— What to produce —
Please make an exact transcription of all the data that follows.

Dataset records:
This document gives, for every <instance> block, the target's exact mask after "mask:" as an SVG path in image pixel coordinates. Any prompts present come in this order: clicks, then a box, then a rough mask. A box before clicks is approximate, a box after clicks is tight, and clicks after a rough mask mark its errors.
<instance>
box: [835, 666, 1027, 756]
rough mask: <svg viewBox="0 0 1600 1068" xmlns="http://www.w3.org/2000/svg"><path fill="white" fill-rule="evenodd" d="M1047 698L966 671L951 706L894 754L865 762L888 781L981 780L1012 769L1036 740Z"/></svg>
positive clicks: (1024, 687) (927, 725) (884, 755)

— Output below —
This document gives, for every <instance> block, the target's exact mask after "mask:" as an SVG path in image pixel coordinates. Any prompts present come in this order: clicks, then a box, then a rough mask. A box before clicks is approximate, a box after clicks is tight, and clicks after a rough mask mark its errors.
<instance>
box: [835, 666, 1027, 756]
rough mask: <svg viewBox="0 0 1600 1068" xmlns="http://www.w3.org/2000/svg"><path fill="white" fill-rule="evenodd" d="M1047 698L966 671L951 706L894 754L865 762L888 781L981 780L1012 769L1036 740Z"/></svg>
positive clicks: (1024, 687) (927, 725) (884, 755)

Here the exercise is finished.